■ REQUIRED TASKS ■
1. Translate this sentence from the Genghis Khan passage into Spanish: "You can see it from miles away: a white apparition glinting in the sun."
2. In the Genghis Khan passage, switch "Romans" for "Persians" and write out the text between "The Mongolians have always been" and "gunpowder and catapults.", inclusive.
3. Proceed with the Genghis Khan passage, writing on from its final sentence.

■ PASSAGE GIVEN ■

Friday, July 27th, 2012

The 100m high stainless steel statue of Genghis Khan on the road leading to his birthplace. (Pic:Kunda Dixit)

From the moment you land at Genghis Khan International Airport in Ulaanbataar the persona and visage of the great conqueror never leaves you. You shop at the Genghis Khan shopping complex, go to a Khan Bank ATM, nibble on Genghis Khan chocolates and buy Genghis Khan vodka at the duty free.

A four-hour drive east of the capital, on the road leading to his birthplace, the Mongolians have erected a 100m high stainless steel statue of Genghis Khan astride a metal stallion. You can see it from miles away: a white apparition glinting in the sun. Visitors can go up an elevator and climb on top the horse’s head to get a close-up view of Genghis Khan’s face as he gazes across the steppes.

In a museum below the structure, you learn about just how a herder named Temujin from the edge of Siberia went on to conquer most of Eurasia in the 13th century and ruled an empire that stretched from Korea to Austria, to leave a mark on modern human history.

The Mongolians have always been sensitive about European portrayals of him as a ruthless conqueror who raped and pillaged his way across Asia. Genghis Khan himself was responsible for this terrifying reputation because, as a brilliant tactician, he exaggerated his brutality in psywar.

From his birth in 1162 till he died in 1227, Genghis Khan conquered in 25 years of military campaigns more than the Romans did in 400 years, in what historian Jack Weatherford calls the First Mongol World War. He used the superior horsemanship of his warriors to strike with lightning speed, using pincer movements and outflanking techniques that are still taught in military academies around the world. He adopted the hardware of warfare of the places he conquered to deadly effect, introducing gunpowder and catapults.

He understood the importance of communications, his troops travelled light and rode horses that they ate when the horses had worn themselves out. They developed cartography into a fine art, and maps made then were used much later on the Silk Route.

After his conquest, Genghis Khan’s Empire was probably the world’s first free trade zone, opening up business between Asia and Europe for the likes of Marco Polo to follow. Mongolians were animists who revered the Eternal Blue Sky and the Earth, yet as they conquered lands with new religions Genghis Khan and his descendants amalgamated them into the empire, fostering harmony and tolerance between beliefs. Much before Europe, the Mongolians practised the separation of state and religion.

■ PROVIDED RECORDS ■

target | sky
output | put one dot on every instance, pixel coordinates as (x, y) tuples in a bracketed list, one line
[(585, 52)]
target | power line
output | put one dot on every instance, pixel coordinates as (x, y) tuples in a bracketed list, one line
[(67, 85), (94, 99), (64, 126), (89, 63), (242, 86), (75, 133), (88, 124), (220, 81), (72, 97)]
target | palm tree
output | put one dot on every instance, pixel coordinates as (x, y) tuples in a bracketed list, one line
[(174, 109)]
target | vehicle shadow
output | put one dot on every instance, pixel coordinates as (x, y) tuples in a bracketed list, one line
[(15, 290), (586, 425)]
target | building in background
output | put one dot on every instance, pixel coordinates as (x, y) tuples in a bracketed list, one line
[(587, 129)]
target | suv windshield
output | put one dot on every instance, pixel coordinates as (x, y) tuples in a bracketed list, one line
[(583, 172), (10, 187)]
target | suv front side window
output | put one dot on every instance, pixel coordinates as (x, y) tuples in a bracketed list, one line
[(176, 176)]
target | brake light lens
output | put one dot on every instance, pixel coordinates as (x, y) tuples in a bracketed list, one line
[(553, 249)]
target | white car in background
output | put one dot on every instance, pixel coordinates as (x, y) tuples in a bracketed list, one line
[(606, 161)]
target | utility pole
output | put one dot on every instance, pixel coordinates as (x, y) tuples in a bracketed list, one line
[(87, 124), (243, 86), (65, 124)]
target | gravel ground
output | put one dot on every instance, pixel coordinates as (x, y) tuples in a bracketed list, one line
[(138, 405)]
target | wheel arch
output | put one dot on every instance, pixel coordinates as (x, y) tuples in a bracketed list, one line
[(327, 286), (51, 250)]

■ ANSWERS TO THE EXERCISES ■
1. Se puede ver desde millas de distancia: una aparición blanca que destella bajo el sol.

2.
The Mongolians have always been sensitive about European portrayals of him as a ruthless conqueror who raped and pillaged his way across Asia. Genghis Khan himself was responsible for this terrifying reputation because, as a brilliant tactician, he exaggerated his brutality in psywar.

From his birth in 1162 till he died in 1227, Genghis Khan conquered in 25 years of military campaigns more than the Persians did in 400 years, in what historian Jack Weatherford calls the First Mongol World War. He used the superior horsemanship of his warriors to strike with lightning speed, using pincer movements and outflanking techniques that are still taught in military academies around the world. He adopted the hardware of warfare of the places he conquered to deadly effect, introducing gunpowder and catapults.

3.
Yet, despite these civilising influences, the Mongolian “hordes” were a negative stereotype in Eurocentric history books, which has been handed down to present-day English vocabulary. “Mogul” is the Persian formulation for Mongolian, and it is used to describe someone fairly ruthless, like a media mogul. The word “Hurray” comes from the Mongol collective sacred praise, “Hurree”.

The Nepali word “paisa” comes via Persian from the Mongolian “paiza” which was the name for gold and silver medallions worn by traders as an early form of credit cards during transcontinental horseback rides. The Nepali word “khubi” (which means the quality of a person) comes from the Mongolian word for the spoils of war which Genghis Khan’s army distributed according to the need of every individual and family. In fact, the Dalai Lama gets his name from the Mongolian word, “dalai”, which means ocean of knowledge.

Pax Mongolica introduced not just military hardware, but also spread the use of maps and the compass, developed the first postal system, and was using paper and printing two centuries before Gutenberg. Genghis Khan adopted a universal script for his empire derived from present day Uzbekistan.

Genghis Khan’s sons welcomed Tibetan Buddhism, assimilated many of its tenets into their own concept of the Eternal Sky and even introduced the Tibetan script. If the Soviets had not destroyed the Tibetan monasteries here, Mongolia could very well have been called Northern Tibet.

It was the Mongolians who introduced trousers to Europe, and when the army of Genghis Khan’s son stopped in Vienna, they found it wasn’t worth conquering Europe because it was too poor. Genghis Khan’s empire was created by conquest, and a lot of it was brutal, but not any more so than other conquerors before, or after.

At the Hustai National Park in central Mongolia you can look across an endless steppe under an enormous cobalt sky, a landscape almost unchanged in the 800 years since Genghis Khan set forth to end what he saw as internecine fighting between Mongolian tribes, by unifying them.

The Park is home to a herd of the Mongolian wild horse, the tahki, which has been transplanted here from Europe and rescued from the brink of extinction. Like a lot of other things in Mongolia, the horses are just a remnant of a realm that spread across the world and left its mark.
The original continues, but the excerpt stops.